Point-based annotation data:
════════════════

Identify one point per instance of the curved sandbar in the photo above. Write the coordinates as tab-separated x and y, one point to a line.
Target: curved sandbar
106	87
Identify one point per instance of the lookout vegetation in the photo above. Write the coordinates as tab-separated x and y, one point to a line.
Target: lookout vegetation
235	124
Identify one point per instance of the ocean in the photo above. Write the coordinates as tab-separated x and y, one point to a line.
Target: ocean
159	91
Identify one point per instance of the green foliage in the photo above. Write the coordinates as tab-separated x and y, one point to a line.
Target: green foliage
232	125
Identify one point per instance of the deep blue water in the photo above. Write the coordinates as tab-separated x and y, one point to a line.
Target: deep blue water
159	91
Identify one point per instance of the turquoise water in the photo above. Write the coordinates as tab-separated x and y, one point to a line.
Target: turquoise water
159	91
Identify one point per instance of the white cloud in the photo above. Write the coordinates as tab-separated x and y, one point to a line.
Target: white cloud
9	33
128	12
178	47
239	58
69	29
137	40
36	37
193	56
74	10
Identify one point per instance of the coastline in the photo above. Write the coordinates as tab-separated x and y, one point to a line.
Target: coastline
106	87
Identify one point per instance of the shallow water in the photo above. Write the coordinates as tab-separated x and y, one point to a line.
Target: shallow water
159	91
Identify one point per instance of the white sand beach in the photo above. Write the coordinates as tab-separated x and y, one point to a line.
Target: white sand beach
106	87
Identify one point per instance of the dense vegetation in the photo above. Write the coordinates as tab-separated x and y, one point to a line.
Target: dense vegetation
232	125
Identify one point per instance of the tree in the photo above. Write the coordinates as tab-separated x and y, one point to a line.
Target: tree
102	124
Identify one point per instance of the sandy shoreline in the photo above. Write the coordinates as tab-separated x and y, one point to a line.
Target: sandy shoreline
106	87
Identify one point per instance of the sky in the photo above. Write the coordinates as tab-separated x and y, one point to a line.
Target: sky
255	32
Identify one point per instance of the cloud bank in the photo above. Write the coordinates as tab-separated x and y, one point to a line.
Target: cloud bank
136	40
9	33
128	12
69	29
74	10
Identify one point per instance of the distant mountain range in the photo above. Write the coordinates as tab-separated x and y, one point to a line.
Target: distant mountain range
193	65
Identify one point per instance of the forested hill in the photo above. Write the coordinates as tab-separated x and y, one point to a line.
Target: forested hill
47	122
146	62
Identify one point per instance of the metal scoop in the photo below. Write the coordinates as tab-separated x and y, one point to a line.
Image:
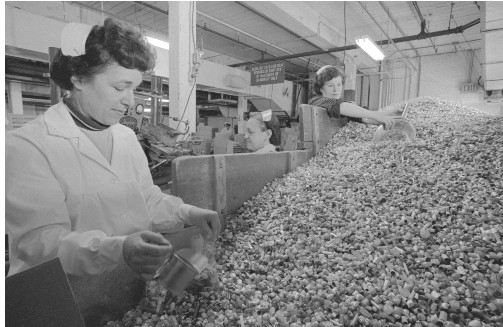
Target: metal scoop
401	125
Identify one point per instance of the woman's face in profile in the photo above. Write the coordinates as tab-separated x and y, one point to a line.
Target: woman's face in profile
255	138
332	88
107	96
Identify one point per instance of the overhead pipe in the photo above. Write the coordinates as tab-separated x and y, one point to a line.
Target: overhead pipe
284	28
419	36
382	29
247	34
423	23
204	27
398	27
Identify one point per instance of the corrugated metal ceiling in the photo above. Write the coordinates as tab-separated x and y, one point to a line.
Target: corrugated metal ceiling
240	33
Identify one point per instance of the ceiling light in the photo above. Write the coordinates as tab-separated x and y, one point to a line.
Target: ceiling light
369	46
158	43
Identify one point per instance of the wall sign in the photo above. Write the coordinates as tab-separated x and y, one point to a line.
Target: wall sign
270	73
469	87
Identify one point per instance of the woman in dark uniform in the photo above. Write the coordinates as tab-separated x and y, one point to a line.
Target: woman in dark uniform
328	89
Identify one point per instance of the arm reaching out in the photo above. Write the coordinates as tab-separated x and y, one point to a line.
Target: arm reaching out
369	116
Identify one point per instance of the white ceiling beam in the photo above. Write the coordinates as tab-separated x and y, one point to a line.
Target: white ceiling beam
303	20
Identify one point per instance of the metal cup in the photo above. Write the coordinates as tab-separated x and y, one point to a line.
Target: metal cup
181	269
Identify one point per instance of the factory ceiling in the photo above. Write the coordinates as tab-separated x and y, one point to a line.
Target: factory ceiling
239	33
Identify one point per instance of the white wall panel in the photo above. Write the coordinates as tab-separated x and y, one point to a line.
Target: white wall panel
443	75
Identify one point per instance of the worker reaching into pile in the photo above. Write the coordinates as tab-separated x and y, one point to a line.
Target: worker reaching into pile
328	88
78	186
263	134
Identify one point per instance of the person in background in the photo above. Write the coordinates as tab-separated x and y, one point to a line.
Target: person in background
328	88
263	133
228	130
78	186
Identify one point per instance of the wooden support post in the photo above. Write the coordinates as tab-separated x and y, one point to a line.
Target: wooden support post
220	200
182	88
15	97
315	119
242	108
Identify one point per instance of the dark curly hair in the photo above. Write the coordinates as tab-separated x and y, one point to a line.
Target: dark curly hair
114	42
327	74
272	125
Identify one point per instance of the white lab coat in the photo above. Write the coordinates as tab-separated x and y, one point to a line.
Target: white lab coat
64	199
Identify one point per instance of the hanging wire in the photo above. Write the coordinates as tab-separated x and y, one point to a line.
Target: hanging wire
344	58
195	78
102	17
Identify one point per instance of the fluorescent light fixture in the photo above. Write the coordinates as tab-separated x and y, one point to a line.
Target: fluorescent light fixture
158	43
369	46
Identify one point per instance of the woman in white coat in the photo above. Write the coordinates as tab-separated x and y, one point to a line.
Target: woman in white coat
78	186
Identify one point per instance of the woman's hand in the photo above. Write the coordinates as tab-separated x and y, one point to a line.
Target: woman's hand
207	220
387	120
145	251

════════════════

■ Objective ■
In the listing above, find the line containing "Identify one point per instance of the hanging", then reproduce it and each line after it through the end, exactly and with nothing added.

■ Response ■
Identify one point per instance of the hanging wire in the photo above. Write the coordinates as tab-separated x and y, one point to a line.
Target: hanging wire
344	58
195	78
102	17
Identify one point per instance of the fluorescent light fixture in the photo above. Write the coordinates as tab-separated x and y, one point to a line.
Target: fluorescent light fixture
158	43
369	46
Identify one point per instance of the woman in white coat in the photo above. Write the coordinates as tab-separated x and y, one point to a line.
Target: woman in white coat
78	186
Identify one point per instance of the woman's hand in the photo above. Write the coordinates as tab-separated x and y, one point to a line.
Target: woman's hand
207	220
387	120
145	251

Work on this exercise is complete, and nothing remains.